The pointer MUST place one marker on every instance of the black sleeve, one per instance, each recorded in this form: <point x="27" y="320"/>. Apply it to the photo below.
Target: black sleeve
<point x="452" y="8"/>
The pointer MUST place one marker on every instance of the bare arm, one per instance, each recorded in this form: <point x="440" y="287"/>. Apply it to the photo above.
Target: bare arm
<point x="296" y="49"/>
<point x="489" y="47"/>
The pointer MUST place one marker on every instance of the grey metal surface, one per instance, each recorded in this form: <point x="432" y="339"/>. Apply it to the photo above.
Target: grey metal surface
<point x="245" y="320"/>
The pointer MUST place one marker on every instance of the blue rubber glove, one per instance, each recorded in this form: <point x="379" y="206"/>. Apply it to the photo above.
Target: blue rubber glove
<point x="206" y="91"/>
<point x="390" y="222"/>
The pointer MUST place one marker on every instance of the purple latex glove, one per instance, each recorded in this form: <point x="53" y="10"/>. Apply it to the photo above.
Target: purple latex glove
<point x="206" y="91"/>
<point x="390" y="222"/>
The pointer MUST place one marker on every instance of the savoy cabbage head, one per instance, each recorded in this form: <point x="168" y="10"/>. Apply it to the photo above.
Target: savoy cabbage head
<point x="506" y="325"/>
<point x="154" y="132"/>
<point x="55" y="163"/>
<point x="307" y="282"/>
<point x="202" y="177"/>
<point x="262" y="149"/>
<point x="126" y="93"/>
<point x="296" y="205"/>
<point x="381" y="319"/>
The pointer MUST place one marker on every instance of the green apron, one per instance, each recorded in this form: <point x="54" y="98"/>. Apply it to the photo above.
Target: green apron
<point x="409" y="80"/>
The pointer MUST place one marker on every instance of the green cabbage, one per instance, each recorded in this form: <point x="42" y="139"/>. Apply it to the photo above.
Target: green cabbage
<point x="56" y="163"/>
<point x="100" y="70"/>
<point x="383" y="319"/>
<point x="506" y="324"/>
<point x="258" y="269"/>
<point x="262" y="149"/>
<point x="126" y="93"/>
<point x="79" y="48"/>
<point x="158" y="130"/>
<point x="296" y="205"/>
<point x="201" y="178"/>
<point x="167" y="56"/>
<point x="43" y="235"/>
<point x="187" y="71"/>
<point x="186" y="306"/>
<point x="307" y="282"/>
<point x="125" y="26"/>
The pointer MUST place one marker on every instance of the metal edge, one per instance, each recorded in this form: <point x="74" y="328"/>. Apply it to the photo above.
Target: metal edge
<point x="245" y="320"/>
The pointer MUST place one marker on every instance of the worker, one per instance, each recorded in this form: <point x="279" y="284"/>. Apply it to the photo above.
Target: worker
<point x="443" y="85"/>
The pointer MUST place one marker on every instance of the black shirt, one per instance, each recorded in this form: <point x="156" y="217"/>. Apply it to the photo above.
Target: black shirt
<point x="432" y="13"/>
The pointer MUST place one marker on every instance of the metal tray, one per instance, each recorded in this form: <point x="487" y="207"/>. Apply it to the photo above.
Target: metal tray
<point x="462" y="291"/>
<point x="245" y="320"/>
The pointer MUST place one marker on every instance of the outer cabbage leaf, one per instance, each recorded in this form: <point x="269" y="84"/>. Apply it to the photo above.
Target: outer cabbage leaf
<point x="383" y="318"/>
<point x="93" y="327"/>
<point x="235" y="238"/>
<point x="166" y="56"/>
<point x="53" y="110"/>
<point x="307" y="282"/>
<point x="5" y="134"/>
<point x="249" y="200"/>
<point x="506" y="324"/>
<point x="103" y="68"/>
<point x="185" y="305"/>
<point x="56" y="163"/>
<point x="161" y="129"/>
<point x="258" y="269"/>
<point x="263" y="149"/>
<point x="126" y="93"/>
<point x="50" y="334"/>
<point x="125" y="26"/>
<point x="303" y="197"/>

• • • •

▶ WRITTEN EXERCISE
Return all of the entries exactly as written.

▶ OUTPUT
The pointer MUST place one marker on every instance of the black sleeve, one per instance, each recorded in this form: <point x="27" y="320"/>. Apply it to the photo below.
Target: black sleeve
<point x="452" y="8"/>
The pointer MUST place one marker on every instance of the bare arm, one per instance, each recorded in this form: <point x="440" y="287"/>. Apply it to the photo above.
Target: bare arm
<point x="296" y="49"/>
<point x="489" y="47"/>
The pointer MUST place one marker on every instance of the grey metal surface, one per instance, each recorded in this form: <point x="432" y="339"/>. Apply it to the photo above.
Target: grey metal surface
<point x="245" y="320"/>
The pointer MUST place one marker on every instance of the blue rubber glove, one per instance, each recorded in this form: <point x="379" y="206"/>. Apply it to the photo above.
Target: blue rubber glove
<point x="206" y="91"/>
<point x="390" y="222"/>
The pointer MUST place one marker on every instance of the purple latex glove, one per instance, each recorded in this form: <point x="53" y="10"/>. Apply it to the photo above.
Target: purple latex glove
<point x="206" y="91"/>
<point x="390" y="222"/>
The pointer MUST place one marker on every instance of the savoy cabbage head, one per instance, each recorded in this form: <point x="168" y="10"/>. Apply it to the photo above.
Target: savoy cabbage head
<point x="506" y="325"/>
<point x="154" y="132"/>
<point x="55" y="163"/>
<point x="307" y="282"/>
<point x="202" y="177"/>
<point x="262" y="149"/>
<point x="126" y="93"/>
<point x="296" y="205"/>
<point x="381" y="319"/>
The pointer MUST place one marker on every instance of the green apron, one per instance, each recorded in this form: <point x="54" y="98"/>. Apply it to the photo above.
Target: green apron
<point x="409" y="80"/>
The pointer MUST place one marker on every instance of the green cabbage, one per instance, each recorded in this form: <point x="42" y="139"/>. Apply it to the photo above.
Target: green cabbage
<point x="56" y="163"/>
<point x="100" y="70"/>
<point x="383" y="319"/>
<point x="506" y="324"/>
<point x="258" y="269"/>
<point x="262" y="149"/>
<point x="126" y="93"/>
<point x="79" y="48"/>
<point x="158" y="130"/>
<point x="296" y="205"/>
<point x="201" y="178"/>
<point x="167" y="56"/>
<point x="43" y="235"/>
<point x="187" y="71"/>
<point x="186" y="306"/>
<point x="307" y="282"/>
<point x="125" y="26"/>
The pointer MUST place one marker on every instance of the metal edge, one per instance, each recorded in this form: <point x="74" y="328"/>. Apply it to the photo above.
Target: metal edge
<point x="245" y="320"/>
The pointer MUST place one marker on every instance of the worker, one per instance, each recorded in this form: <point x="279" y="284"/>. Apply it to the photo above.
Target: worker
<point x="443" y="85"/>
The pointer MUST place one marker on every instance of the black shirt, one per instance, each recorded in this form: <point x="156" y="217"/>. Apply it to the photo above.
Target: black shirt
<point x="432" y="13"/>
The pointer MUST place one marker on every instance of the metal tray, one per instance, each recorded in this form: <point x="487" y="207"/>. Apply it to the photo above.
Target: metal tray
<point x="462" y="291"/>
<point x="245" y="320"/>
The pointer MUST place one marker on every instance of the outer cabbage leaf, one per instance, each recorded in this form: <point x="269" y="84"/>. Apply it to the photo above.
Target: outer cabbage leaf
<point x="383" y="318"/>
<point x="93" y="327"/>
<point x="235" y="238"/>
<point x="166" y="56"/>
<point x="53" y="110"/>
<point x="307" y="282"/>
<point x="5" y="134"/>
<point x="249" y="200"/>
<point x="506" y="324"/>
<point x="103" y="68"/>
<point x="185" y="305"/>
<point x="56" y="163"/>
<point x="161" y="129"/>
<point x="258" y="269"/>
<point x="263" y="149"/>
<point x="126" y="93"/>
<point x="50" y="334"/>
<point x="125" y="26"/>
<point x="303" y="197"/>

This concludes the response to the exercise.